**TEXT SHOWN**
[Pictured, left to right: Matthew Lillard, Emily Rios, Ted Levine and Diane Kruger at The Paley Center for Media’s “The Bridge:” Season 2 premiere screening and conversation on June 24, 2014.]
Of the many dramatic elements that transpired in Season 1 of FX’s “The Bridge,” perhaps the most dramatic was its creators’ decision to gut its primary storyline early.
Much of that first season’s momentum was fueled by the hunt for serial killer David Tate. But rather than build to a climactic final episode involving some sort of resolution with the villain, Tate was taken out of commission in episode 11, with two crucial episodes left in the 13-episode season. It was a bold move but a necessary one, according to series showrunner and co-developer Elwood Reid.
“The great thing about serial killers is, people are going to follow you,” Reid said, speaking at a panel Tuesday night at the Paley Center for Media in Beverly Hills. “But I knew if we were going to survive into the second or third season, we were going to have to pull that life support.” Based on the Scandinavian crime drama “Broen,” which also centers on a mass murderer, Season 1 of “The Bridge” followed that series’ “satisfying template,” Reid said, “and it was my job not to mess it up.” But, he went on, “we had to create a new show. We had this untapped world between these two borders.”

Records from a data collection
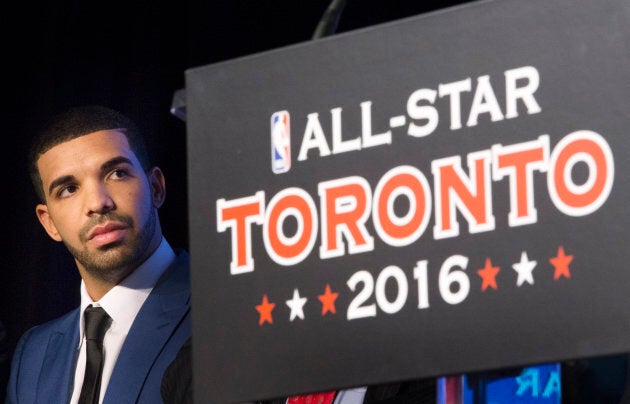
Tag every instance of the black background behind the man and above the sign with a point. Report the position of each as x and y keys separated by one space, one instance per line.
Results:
x=129 y=55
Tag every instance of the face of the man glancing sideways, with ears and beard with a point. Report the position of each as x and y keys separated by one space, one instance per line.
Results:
x=101 y=203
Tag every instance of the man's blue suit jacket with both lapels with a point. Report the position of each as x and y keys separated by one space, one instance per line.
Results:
x=44 y=360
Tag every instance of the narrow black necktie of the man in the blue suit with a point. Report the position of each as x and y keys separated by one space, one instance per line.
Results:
x=96 y=324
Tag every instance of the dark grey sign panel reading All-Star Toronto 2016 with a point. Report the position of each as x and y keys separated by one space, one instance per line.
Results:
x=437 y=195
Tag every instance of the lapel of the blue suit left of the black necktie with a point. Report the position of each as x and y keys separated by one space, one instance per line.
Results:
x=57 y=375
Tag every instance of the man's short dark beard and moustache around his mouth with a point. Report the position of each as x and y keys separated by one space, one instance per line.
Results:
x=113 y=262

**TASK INSTRUCTIONS**
a – Answer these three questions using the piece on "The Bridge":
(i) In which episode was David Tate taken out of commission?
(ii) In what city is the Paley Center for Media where the panel took place?
(iii) What Scandinavian crime drama is the series based on?
b – Please carry on the piece on "The Bridge" from the point where it stops.
This material comes from a separate source.

**ANSWERS BY TASK**
a –
(i) Episode 11
(ii) Beverly Hills
(iii) "Broen"

b –
Reid’s appearance followed a special advance screening of the show’s Season 2 premiere (it debuts on FX July 9). Following the screening he was joined onstage by “The Bridge” co-leads Diane Kruger and Demián Bichir, as well as series regulars Ted Levine, Emily Rios and Matthew Lillard. Their discussion with moderator Michael Schneider reaffirmed the value of the show’s departure into a more nuanced, character-driven, world-building brand of storytelling.
“What I loved of [Detective Marco Ruiz] from the beginning was that he wasn’t black or white,” said Bichir. “I love characters that have different layers of emotions. When I read the pilot I saw that there.”
For Kruger, whose character Detective Sonya Cross suffers from Asperger syndrome, the challenge for Reid and the other show’s writers was “to come up with storylines that show a different side of her,” she said. Dealing with a character with Cross’ condition, she continued, “people tend to take the easy way out, but I fight for, ‘no, it’s okay to be awkward. It’s okay for not everyone to like her.’ I try to stay strong as a performer because I feel a huge responsibility to [the Asperger syndrome] community.”
“I’m just happy to be here,” chimed in Lillard, whose unhinged reporter Daniel Frye was supposed to be killed off mid-season last year.
Frye was kept alive, Reid explained, “because Matthew was so good I was like, ‘why am I going to get rid of this guy?’” Valuing strong characters over heavy-handed plot developments, Reid said he realized the dynamic between Frye and Emily Rios’ journalist character Adriana Mendez was an extremely effective way to explore issues surrounding the US/Mexico border. Committed to an authentic sense of culture and place, his show’s casting director is from Mexico City, and brings in “actors who are very specific to that area,” he said. Additionally, Reid hired “New York Times” foreign correspondent Damien Cave as a consultant on the show. An expert on border relations between the US and Mexico, Cave “takes these very complex ideas like immigration and the drug trade and he helps us shrink them down and make them dramatic.”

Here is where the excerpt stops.